** BEGIN **
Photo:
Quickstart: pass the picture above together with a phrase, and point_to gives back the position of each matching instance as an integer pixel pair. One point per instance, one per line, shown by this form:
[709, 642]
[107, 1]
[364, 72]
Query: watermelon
** END **
● Goal: Reproduce every line of the listing above verbatim.

● Result of this exercise:
Photo:
Quickstart: pass the picture above together with a phrase, and point_to gives back the position of each matching instance as an integer pixel pair. One point per instance, one per line, shown by this form:
[709, 642]
[107, 1]
[364, 72]
Query: watermelon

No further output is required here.